## Goal
Below is a set of records; print all of them exactly as written.

## Data for processing
________________________________________

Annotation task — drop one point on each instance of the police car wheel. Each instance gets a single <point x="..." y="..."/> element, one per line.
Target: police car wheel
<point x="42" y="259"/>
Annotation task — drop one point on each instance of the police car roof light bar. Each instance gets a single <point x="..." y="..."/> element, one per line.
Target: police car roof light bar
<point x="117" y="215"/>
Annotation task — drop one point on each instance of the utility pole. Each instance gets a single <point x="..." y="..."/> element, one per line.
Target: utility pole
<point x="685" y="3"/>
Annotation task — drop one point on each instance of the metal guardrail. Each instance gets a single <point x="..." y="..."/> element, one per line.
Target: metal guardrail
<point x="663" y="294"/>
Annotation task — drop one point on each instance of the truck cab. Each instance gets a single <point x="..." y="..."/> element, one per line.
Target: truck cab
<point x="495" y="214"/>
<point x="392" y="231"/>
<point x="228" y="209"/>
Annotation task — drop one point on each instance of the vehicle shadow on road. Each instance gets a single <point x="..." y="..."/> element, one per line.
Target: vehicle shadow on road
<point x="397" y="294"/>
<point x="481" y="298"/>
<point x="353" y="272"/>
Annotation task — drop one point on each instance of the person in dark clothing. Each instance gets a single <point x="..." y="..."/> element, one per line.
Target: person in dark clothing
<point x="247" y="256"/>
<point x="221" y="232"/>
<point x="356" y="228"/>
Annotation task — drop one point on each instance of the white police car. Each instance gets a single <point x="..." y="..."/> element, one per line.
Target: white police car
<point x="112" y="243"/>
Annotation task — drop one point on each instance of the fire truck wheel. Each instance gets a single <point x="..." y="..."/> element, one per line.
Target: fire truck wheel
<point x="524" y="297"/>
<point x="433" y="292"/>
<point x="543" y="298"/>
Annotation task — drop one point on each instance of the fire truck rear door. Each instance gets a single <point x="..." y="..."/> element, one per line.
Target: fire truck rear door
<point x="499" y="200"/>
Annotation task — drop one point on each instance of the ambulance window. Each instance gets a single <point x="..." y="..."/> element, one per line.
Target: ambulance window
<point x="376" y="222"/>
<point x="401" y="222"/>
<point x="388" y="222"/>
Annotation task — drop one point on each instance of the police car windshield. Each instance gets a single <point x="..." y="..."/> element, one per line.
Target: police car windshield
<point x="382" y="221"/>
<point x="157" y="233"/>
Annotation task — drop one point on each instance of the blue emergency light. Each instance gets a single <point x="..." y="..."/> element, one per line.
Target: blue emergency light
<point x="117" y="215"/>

________________________________________

## The answer
Annotation task — drop one point on each instance of the police car wheel. Each instance gets a single <point x="..." y="..."/> element, one per line.
Target: police car wheel
<point x="42" y="259"/>
Annotation task — drop one point on each instance of the police car roof light bar. Each instance gets a single <point x="..." y="..."/> element, one per line.
Target: police car roof light bar
<point x="117" y="215"/>
Annotation task — drop one point on each instance of the utility pole. Each instance gets a single <point x="..." y="..."/> element, one per line.
Target: utility pole
<point x="685" y="3"/>
Annotation task — drop one point on each instance of the metal guardrail. Each instance gets a single <point x="..." y="..."/> element, one per line.
Target: metal guardrail
<point x="663" y="294"/>
Annotation task — drop one point on each instance of the truck cab. Each instance gets a single <point x="..." y="..."/> element, one per line.
Target: truck cab
<point x="495" y="214"/>
<point x="392" y="231"/>
<point x="228" y="209"/>
Annotation task — drop one point on each instance of the vehicle shadow on road. Each instance gets a single <point x="..." y="..."/> element, one per line.
Target: vehicle shadow on road
<point x="397" y="294"/>
<point x="481" y="298"/>
<point x="353" y="272"/>
Annotation task — drop one point on each instance of the person in dark clothing. Each instance gets a single <point x="..." y="..."/> element, one per line.
Target: person in dark clothing
<point x="247" y="256"/>
<point x="221" y="232"/>
<point x="356" y="228"/>
Annotation task — drop one point on each instance of the white police car. Each instance gets a single <point x="..." y="..."/> element, one per line.
Target: white police car
<point x="112" y="243"/>
Annotation task — drop one point on each instance of the fire truck wheel. Each instance gets a single <point x="..." y="..."/> element, one per line.
Target: fire truck wheel
<point x="524" y="297"/>
<point x="433" y="292"/>
<point x="543" y="298"/>
Annotation task — drop one point on each instance of the fire truck rear door. Each instance gets a single <point x="..." y="..."/> element, one per line.
Target: fire truck rear door
<point x="499" y="200"/>
Annotation task — drop one point on each instance of the ambulance window. Each instance gets a single <point x="..." y="..."/> element, one per line.
Target: ambulance window
<point x="376" y="222"/>
<point x="401" y="222"/>
<point x="388" y="222"/>
Annotation task — drop one point on each instance of the police car windshield. Each instance gets a single <point x="..." y="..."/> element, one per line.
Target: police car windshield
<point x="382" y="221"/>
<point x="157" y="233"/>
Annotation task — drop one point on each instance of the blue emergency light. Each instance gets a single <point x="..." y="..."/> element, one per line.
Target: blue emergency light
<point x="117" y="215"/>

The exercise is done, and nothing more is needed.